Exercise directions: Write out the whole listing word for word.

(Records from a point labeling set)
----
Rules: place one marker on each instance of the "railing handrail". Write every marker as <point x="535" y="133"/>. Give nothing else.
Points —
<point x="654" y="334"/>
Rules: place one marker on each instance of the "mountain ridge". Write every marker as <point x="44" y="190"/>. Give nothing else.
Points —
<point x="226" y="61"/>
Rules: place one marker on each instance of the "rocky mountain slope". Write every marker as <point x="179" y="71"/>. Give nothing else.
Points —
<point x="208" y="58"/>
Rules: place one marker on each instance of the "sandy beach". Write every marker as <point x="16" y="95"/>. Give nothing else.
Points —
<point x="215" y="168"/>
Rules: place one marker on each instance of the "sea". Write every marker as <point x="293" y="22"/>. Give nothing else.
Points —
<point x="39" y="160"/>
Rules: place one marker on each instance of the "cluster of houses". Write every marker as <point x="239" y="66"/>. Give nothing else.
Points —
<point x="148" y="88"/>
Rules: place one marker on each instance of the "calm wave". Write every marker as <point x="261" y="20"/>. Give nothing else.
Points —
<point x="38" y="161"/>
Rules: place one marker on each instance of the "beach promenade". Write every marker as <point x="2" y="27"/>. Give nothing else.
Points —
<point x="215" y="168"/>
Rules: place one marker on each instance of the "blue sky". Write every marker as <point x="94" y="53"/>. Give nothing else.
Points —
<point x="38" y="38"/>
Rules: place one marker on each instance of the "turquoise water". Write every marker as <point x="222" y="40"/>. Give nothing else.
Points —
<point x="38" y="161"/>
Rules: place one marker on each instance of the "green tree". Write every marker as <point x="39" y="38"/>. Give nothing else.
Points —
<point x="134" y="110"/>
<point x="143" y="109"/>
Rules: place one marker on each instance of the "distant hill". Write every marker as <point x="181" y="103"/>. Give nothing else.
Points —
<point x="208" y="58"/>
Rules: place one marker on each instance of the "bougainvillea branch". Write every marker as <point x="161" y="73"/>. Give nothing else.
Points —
----
Result below:
Rules: place one marker on each instance of the "railing handrail". Write every marker as <point x="535" y="133"/>. Give nothing else.
Points —
<point x="654" y="334"/>
Rules: place one marker on each instance of the "mountain ridge". Write every marker as <point x="44" y="190"/>. Give nothing else.
Points —
<point x="226" y="61"/>
Rules: place one marker on each instance of the "rocky mountain slope". Write every marker as <point x="179" y="71"/>. Give nothing else.
Points —
<point x="208" y="58"/>
Rules: place one marker on each instance of the "sandy beach". Write every marker as <point x="16" y="95"/>. Give nothing else.
Points —
<point x="215" y="168"/>
Rules: place one marker on each instance of the "sea". Write every marker as <point x="293" y="22"/>. Give nothing else.
Points —
<point x="39" y="160"/>
Rules: place one marker on each instance of the "cluster of houses". Write every marker as <point x="239" y="66"/>. Give nothing else.
Points —
<point x="148" y="88"/>
Rules: place one marker on each instance of the "calm wave". Write every marker as <point x="261" y="20"/>. Give nothing else.
Points —
<point x="38" y="161"/>
Rules: place one marker on each instance of the "beach promenade". Write every marker as <point x="2" y="27"/>. Give nothing else.
Points —
<point x="215" y="168"/>
Rules: place one marker on each instance of the "blue sky". Write every marker as <point x="94" y="53"/>. Give nothing else.
Points —
<point x="38" y="38"/>
Rules: place one marker on each instance of the "turquoise water". Write every marker as <point x="222" y="40"/>. Give nothing else.
Points —
<point x="38" y="161"/>
Rules: place one marker on each instance of the "green tree". Write every marker as <point x="39" y="38"/>. Give nothing else.
Points —
<point x="134" y="110"/>
<point x="143" y="109"/>
Rules: place one marker on each instance of the "distant hill". Write every marker as <point x="181" y="103"/>. Give nothing else.
Points —
<point x="208" y="58"/>
Rules: place one marker on each instance of the "bougainvillea branch". Write every marker as <point x="161" y="73"/>. Give nothing else.
Points —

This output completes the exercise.